When a line in the records includes the string "bulb", it goes into the tally; report that tally alone.

• [PROVIDED DATA]
____
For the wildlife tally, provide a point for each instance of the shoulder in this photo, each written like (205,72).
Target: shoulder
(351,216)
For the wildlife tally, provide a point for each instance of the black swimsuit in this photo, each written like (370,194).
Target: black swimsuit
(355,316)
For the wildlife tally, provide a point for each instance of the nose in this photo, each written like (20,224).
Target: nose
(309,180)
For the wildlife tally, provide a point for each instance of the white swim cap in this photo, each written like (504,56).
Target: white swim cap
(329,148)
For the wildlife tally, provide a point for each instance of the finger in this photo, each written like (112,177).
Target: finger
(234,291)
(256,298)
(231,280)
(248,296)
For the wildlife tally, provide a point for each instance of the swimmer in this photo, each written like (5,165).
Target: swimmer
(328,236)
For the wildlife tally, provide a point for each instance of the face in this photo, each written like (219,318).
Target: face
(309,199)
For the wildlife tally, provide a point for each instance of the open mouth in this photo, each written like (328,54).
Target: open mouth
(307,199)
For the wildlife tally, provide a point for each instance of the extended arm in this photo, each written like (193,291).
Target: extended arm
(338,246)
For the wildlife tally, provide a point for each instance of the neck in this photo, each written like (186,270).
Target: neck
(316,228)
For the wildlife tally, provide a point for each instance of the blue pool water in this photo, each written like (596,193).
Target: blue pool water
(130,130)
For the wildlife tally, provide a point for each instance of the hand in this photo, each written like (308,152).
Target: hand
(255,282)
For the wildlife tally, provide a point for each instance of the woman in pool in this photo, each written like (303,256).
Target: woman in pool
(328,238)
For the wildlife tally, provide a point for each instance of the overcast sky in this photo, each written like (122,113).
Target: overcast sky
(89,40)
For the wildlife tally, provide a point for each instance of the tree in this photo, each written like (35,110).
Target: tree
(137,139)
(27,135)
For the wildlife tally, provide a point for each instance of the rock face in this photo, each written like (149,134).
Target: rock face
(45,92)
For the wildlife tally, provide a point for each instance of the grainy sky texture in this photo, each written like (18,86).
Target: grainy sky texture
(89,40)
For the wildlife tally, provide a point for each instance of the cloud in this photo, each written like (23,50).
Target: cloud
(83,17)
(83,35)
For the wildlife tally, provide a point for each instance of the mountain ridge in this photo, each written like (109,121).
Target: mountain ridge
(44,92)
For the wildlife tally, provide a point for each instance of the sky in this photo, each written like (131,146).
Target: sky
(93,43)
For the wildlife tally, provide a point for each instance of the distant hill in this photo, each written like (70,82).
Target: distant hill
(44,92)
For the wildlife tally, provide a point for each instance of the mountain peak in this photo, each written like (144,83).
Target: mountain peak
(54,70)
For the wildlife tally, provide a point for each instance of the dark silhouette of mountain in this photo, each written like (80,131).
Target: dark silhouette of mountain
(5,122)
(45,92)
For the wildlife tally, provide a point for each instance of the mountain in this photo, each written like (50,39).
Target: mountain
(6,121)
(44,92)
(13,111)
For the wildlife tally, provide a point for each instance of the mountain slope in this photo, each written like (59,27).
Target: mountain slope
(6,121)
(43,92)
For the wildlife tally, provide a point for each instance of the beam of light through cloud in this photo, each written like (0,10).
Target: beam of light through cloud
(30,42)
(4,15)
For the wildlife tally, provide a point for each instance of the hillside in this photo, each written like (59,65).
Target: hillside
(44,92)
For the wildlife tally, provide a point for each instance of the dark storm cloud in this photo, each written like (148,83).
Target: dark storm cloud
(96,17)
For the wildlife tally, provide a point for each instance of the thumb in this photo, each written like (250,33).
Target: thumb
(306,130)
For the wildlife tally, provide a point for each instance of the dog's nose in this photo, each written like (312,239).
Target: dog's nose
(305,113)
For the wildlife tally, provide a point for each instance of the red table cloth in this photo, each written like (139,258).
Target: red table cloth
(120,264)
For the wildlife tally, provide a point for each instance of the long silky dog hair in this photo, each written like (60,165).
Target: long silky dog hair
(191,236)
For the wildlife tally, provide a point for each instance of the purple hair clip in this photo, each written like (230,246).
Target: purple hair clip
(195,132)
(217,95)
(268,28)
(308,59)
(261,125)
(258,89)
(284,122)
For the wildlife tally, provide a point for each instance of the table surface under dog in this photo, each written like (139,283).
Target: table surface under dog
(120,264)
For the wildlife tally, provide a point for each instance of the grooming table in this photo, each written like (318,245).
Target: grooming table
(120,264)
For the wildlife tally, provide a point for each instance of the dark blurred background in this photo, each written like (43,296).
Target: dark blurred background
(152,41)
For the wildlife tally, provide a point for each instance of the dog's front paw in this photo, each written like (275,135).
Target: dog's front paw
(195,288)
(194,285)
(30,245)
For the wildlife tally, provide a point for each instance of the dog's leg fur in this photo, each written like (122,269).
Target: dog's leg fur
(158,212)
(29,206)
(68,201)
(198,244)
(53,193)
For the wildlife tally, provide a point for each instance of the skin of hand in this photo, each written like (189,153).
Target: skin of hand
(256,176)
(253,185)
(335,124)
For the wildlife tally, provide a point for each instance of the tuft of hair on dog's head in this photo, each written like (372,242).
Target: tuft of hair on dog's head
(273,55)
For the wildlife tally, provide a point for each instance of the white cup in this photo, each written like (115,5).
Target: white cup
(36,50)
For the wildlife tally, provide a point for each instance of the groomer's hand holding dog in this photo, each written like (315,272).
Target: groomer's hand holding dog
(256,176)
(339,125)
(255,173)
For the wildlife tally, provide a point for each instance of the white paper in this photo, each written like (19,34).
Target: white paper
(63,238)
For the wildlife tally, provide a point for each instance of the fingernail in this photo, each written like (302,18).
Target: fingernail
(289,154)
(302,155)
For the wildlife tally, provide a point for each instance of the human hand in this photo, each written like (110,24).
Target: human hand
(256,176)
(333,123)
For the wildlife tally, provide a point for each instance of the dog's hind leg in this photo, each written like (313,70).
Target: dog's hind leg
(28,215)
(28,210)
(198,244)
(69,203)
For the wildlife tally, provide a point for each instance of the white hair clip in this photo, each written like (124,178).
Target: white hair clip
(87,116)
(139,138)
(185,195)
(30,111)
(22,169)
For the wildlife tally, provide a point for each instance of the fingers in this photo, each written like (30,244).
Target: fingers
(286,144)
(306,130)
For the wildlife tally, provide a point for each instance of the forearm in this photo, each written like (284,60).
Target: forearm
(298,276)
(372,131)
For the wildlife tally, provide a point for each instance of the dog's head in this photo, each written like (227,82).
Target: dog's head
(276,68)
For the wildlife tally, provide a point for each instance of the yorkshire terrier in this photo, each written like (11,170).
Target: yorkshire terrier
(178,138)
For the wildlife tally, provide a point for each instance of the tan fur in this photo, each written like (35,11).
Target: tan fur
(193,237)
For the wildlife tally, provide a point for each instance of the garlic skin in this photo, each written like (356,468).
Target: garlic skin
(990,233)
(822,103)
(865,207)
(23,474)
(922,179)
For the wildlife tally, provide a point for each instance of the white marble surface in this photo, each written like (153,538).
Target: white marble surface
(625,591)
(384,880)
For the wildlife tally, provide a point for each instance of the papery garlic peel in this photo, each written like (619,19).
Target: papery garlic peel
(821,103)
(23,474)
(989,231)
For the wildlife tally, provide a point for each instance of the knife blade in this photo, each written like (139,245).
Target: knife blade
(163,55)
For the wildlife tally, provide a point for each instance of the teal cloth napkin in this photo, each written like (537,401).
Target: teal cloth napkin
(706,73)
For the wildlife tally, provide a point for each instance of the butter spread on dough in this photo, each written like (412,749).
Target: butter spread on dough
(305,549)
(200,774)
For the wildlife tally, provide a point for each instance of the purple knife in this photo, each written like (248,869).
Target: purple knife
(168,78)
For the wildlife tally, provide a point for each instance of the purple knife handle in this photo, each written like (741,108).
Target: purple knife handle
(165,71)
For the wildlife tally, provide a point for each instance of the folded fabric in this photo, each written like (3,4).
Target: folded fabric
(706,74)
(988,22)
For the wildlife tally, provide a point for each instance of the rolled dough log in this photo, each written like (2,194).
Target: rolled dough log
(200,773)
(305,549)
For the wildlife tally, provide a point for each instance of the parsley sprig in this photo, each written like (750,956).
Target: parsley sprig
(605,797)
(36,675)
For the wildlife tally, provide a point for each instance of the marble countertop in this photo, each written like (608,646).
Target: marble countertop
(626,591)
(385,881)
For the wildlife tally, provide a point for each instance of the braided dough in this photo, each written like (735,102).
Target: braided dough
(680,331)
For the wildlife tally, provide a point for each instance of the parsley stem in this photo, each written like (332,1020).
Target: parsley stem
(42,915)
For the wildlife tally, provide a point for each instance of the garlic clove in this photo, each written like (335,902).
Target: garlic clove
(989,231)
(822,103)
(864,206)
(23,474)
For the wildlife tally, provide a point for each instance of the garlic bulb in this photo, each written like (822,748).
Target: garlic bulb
____
• [TASK OUTPUT] 2